> **Task statement**:
Extend the walkthrough on setting up a Morey OS program, picking up right after its last line.

> **Text block**:
━━━━━━━━━━━━━━━━━━━━

To write a program it is necessory to create three files as it is demonstrated in Tutorial 12 :

1. Makefile
2. config.h
3. user_code.c

1. Makefile

PROJECT = hello-world
MOREY_OS_PATH = ../../..

ARCH = AVR_MEGA
CONTROLLER = MEGA2560
#FREQ = 1000000

#BOARD = ARDUINO_UNO

include $(MOREY_OS_PATH)/Makefile.include

2. config.h

#ifndef CONFIG_H
#define CONFIG_H

#define COMPILER AVR_GCC
#define SERIAL_ENABLE

#endif

3. user_code.c

// Declare here all header files used in the code.h , OS related files are included by default
#include "morey_os.h"
#include "Digital.h"
#include "Serial.h"

// Declare all initialization functions of controller peripherals in the setup function below
void setup(void)

━━━━━━━━━━━━━━━━━━━━

(Stored records)
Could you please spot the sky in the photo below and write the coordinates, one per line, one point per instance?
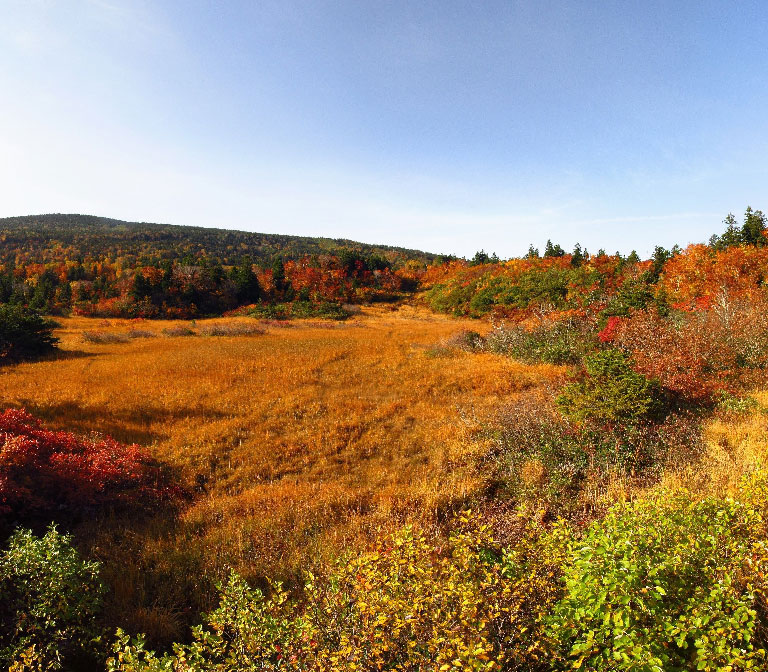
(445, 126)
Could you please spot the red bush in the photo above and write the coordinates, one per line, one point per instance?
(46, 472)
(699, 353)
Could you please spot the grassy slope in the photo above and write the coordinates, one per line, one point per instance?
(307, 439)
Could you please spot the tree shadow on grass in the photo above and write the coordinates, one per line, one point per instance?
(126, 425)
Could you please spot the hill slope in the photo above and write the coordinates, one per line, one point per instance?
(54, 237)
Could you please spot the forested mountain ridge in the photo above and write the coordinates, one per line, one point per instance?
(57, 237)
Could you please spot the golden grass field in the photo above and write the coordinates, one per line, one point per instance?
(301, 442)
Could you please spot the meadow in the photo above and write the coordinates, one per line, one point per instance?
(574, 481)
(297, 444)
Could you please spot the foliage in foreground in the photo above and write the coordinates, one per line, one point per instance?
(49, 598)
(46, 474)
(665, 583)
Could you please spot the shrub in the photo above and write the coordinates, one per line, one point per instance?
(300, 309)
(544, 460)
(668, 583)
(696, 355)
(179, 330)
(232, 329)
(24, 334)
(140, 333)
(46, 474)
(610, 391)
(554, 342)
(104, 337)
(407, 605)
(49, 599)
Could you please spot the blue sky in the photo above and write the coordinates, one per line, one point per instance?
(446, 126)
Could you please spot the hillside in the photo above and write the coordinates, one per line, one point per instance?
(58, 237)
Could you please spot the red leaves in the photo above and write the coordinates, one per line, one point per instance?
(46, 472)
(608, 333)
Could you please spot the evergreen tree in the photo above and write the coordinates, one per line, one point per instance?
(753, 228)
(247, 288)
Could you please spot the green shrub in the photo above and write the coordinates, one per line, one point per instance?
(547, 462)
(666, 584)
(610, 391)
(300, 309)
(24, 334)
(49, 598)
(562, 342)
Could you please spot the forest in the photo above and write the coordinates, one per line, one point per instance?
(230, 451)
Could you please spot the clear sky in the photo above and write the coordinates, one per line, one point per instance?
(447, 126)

━━━━━━━━━━━━━━━━━━━━

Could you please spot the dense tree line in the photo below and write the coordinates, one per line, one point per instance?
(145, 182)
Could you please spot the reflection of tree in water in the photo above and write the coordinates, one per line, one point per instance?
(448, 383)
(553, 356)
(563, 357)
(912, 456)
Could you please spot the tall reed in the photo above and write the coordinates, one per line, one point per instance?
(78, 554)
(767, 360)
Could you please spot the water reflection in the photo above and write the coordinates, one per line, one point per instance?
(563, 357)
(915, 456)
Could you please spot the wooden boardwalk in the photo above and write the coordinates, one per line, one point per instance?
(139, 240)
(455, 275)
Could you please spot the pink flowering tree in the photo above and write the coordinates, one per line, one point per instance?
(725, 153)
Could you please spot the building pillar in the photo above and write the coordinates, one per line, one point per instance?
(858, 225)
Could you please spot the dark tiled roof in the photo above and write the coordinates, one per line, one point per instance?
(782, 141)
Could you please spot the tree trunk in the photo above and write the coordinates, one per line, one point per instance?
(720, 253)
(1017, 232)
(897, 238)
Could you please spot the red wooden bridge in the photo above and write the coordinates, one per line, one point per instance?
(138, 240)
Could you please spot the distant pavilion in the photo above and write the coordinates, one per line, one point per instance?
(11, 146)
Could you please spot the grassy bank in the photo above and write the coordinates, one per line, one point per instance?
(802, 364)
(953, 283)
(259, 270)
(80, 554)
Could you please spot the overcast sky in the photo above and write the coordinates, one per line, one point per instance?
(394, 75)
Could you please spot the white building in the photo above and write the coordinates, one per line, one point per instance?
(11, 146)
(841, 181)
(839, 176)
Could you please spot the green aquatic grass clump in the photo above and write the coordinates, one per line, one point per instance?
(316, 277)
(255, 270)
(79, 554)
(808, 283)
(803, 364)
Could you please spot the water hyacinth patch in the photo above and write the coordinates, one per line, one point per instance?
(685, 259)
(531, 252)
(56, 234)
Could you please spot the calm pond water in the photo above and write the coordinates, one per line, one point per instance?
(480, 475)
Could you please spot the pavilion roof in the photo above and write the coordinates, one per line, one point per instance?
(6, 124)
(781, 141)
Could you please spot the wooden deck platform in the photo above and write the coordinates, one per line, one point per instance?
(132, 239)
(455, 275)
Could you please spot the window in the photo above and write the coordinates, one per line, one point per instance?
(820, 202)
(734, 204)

━━━━━━━━━━━━━━━━━━━━

> **The output**:
{    
	Serial.begin(4800,SERIAL_8N1);
	Digital.pinmode(B5,OUTPUT);
	Digital.pinmode(B7,OUTPUT);
}

// Delcare all processes here
TASK_CREATE(hello,"hello");
TASK_CREATE(reply,"reply");
TASK_CREATE(led,"LED");

// Delcare autostart  processes here. Atleast one process must be autostarted;
AUTOSTART_PROCESSES(&hello, &reply, &led);

TASK_RUN(hello)
{
  // Declare all variables here, please read documentation to understand 
  // which variables should be declared as static variables            

  // Process starts here  
  BEGIN();    

  while(1)
  {
	Digital.write(B5,HIGH);
	Serial.constPrintln("Hello World I am Sudesh Morey and who are you?");
	DELAY_SEC(2);           
	Digital.write(B5,LOW);
	DELAY_SEC(2);           
  }
  
  // process ends here
  END();
}

TASK_RUN(reply)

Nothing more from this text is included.